ABOUT THIS TASK: As soon as the line containing "Now, the label says the auto" appears, start repeating lines exactly and continue to the end of the entries; please skip pictures.

(Data extracted from a collection)
*** Begin section ***

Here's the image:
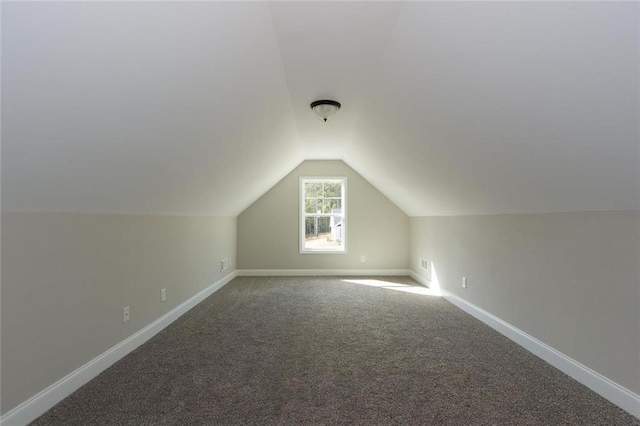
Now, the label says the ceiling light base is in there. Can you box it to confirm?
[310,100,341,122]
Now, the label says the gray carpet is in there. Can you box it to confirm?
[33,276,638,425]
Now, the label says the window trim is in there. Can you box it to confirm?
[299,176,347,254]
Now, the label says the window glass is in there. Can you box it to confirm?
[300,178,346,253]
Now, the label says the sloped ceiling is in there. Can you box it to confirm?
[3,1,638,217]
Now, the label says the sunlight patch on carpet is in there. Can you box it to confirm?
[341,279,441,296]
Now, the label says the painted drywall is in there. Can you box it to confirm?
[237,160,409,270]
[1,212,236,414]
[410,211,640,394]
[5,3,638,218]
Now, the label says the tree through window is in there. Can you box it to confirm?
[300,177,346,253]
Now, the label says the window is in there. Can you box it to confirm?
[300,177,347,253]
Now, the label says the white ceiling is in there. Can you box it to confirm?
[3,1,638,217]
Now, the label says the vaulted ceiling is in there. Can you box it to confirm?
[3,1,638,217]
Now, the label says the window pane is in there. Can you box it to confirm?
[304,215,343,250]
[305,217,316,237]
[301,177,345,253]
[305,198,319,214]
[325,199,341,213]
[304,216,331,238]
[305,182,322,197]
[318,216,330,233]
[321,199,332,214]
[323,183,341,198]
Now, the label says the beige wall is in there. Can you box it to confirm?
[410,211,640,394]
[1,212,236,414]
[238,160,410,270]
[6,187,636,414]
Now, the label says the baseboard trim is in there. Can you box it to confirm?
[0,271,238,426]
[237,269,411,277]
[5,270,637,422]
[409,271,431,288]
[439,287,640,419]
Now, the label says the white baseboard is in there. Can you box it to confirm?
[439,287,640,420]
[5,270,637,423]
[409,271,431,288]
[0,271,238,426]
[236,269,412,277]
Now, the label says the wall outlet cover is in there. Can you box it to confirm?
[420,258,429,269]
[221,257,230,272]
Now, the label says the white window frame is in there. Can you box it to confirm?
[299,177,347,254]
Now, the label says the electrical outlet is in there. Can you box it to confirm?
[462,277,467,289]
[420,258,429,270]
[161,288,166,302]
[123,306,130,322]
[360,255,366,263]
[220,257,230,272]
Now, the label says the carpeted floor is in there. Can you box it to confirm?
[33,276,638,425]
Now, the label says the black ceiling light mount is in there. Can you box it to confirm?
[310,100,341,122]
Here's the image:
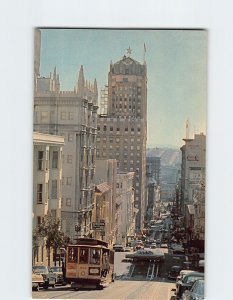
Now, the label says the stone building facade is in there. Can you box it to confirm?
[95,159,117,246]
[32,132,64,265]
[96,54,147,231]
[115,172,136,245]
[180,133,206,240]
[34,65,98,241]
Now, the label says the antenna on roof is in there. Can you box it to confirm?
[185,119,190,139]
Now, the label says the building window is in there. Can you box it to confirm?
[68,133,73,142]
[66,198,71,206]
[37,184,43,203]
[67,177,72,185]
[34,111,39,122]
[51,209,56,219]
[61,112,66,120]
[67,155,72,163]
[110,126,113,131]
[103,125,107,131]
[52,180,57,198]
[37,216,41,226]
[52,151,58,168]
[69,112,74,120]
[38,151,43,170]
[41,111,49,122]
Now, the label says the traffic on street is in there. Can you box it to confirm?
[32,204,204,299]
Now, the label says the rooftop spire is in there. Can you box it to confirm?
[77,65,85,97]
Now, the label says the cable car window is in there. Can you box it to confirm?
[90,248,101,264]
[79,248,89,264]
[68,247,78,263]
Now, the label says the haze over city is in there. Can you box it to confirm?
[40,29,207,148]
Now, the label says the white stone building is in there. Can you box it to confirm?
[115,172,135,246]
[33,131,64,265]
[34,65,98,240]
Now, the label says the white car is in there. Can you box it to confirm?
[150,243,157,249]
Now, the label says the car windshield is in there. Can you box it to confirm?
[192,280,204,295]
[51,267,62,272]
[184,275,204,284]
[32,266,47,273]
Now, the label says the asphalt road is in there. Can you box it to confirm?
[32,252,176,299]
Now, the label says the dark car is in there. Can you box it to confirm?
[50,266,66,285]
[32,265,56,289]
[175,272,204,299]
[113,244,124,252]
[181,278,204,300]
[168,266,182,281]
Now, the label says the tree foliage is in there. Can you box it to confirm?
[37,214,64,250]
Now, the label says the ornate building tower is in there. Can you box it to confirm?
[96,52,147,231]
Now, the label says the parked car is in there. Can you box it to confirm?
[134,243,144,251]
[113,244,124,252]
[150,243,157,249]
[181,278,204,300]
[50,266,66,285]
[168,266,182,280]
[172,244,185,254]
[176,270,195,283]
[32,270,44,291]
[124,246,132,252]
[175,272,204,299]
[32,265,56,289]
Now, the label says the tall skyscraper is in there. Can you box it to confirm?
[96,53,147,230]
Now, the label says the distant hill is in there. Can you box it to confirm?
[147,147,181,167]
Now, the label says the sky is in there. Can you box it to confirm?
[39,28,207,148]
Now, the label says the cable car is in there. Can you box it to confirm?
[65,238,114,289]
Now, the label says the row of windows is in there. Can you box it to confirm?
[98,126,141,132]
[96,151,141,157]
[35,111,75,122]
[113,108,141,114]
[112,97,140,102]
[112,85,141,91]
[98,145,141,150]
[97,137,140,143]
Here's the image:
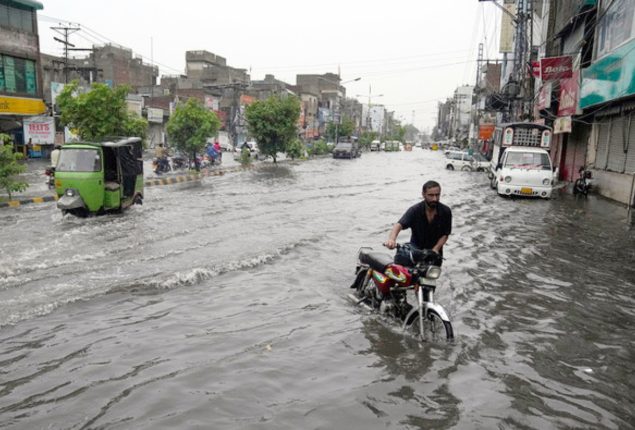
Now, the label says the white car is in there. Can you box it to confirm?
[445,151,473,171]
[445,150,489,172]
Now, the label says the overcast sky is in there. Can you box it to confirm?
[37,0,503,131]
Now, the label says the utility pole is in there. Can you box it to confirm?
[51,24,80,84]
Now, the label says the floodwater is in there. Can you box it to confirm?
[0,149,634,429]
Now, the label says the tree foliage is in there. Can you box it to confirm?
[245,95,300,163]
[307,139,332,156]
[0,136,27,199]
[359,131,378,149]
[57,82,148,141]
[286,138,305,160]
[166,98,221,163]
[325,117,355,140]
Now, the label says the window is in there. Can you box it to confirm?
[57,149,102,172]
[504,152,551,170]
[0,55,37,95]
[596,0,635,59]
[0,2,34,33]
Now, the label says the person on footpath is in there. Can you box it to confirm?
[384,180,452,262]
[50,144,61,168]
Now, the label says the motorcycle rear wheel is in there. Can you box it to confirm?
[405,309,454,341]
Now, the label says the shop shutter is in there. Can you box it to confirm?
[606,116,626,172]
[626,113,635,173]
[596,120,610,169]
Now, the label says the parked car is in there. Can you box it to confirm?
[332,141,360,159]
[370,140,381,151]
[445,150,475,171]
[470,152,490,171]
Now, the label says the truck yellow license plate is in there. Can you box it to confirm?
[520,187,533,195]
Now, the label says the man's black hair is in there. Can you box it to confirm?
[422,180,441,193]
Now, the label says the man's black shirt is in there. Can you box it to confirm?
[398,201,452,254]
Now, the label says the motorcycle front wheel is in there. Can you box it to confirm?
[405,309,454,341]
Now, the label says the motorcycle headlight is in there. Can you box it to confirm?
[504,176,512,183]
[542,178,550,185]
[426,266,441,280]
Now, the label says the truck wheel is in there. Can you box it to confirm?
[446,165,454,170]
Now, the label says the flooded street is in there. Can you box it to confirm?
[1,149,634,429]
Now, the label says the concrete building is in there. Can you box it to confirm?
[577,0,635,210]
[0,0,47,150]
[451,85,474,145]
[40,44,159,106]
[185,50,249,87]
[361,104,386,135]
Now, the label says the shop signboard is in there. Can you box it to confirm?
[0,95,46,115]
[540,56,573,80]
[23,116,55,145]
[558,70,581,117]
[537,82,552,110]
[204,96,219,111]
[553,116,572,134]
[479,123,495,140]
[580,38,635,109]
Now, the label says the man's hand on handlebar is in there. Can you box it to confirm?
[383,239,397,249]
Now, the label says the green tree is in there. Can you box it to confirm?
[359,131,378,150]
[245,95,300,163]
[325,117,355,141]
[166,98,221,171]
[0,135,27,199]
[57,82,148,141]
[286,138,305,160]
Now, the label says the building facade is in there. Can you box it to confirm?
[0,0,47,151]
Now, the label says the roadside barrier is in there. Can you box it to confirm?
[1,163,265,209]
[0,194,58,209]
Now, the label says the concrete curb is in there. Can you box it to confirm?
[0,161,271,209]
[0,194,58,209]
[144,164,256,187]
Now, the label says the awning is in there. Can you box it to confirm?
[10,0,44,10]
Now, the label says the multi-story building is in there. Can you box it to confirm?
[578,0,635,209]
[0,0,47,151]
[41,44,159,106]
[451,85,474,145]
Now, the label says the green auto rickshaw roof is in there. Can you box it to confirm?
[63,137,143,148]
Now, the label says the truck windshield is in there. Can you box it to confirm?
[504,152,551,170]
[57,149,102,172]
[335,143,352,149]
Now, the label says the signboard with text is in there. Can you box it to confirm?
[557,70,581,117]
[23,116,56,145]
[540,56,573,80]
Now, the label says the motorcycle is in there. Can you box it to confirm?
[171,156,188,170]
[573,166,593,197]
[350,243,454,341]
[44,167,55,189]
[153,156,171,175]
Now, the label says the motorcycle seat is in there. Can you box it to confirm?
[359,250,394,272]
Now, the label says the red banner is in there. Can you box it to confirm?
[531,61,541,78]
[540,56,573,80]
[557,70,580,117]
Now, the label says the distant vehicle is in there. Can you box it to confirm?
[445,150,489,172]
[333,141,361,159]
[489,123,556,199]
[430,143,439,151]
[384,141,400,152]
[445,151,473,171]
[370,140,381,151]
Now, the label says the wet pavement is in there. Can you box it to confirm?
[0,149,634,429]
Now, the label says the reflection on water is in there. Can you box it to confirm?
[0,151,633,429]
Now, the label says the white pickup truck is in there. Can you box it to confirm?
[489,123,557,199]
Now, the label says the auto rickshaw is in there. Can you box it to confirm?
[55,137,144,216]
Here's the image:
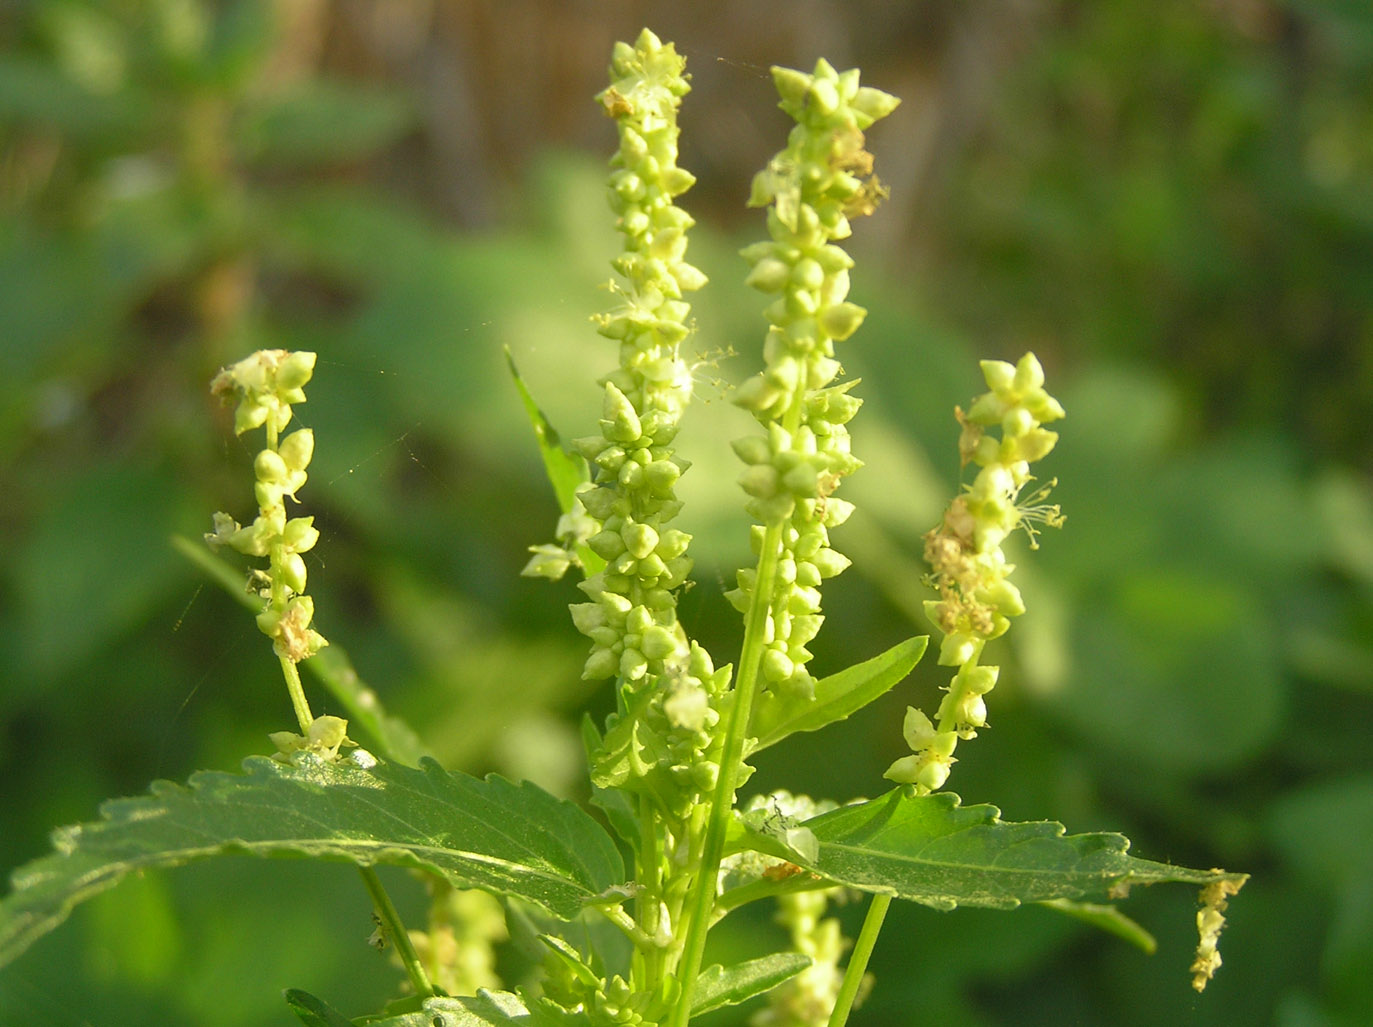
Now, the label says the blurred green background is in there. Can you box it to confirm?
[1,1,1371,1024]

*** End section ***

ANSWER SECTION:
Now, the label says the auto rickshaw is in there. Can you box it to confirm?
[55,137,144,216]
Here's the image:
Now, the label says the blurred green background is in there. Can you box it to confirm?
[1,1,1371,1024]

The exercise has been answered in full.